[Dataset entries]
====================
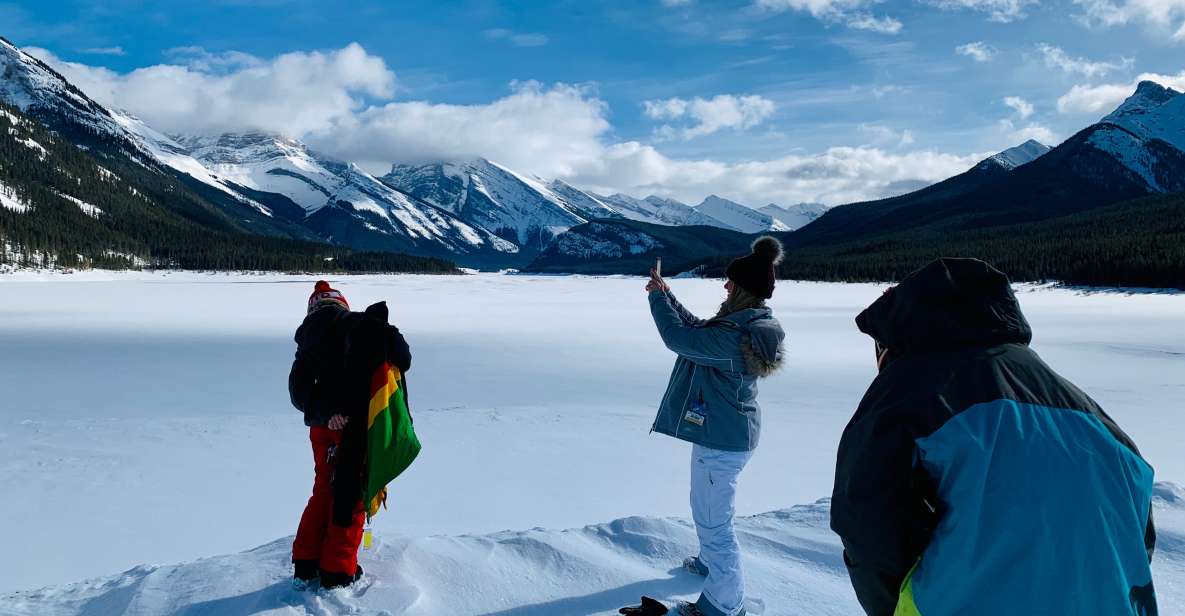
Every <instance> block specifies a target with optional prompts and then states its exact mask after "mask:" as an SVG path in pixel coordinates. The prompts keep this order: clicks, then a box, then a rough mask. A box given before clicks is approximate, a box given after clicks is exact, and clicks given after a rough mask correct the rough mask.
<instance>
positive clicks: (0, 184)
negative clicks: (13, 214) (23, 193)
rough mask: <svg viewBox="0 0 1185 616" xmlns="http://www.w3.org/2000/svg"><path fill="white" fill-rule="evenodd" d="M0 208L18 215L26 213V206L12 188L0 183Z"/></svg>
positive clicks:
====================
Return the lines from the line containing "positive clicks: (0, 184)" to the end of the entries above, exactly as they appear and with no other output.

positive clicks: (0, 184)
negative clicks: (13, 214) (23, 193)
rough mask: <svg viewBox="0 0 1185 616" xmlns="http://www.w3.org/2000/svg"><path fill="white" fill-rule="evenodd" d="M0 208L18 215L26 213V206L12 188L0 183Z"/></svg>
positive clicks:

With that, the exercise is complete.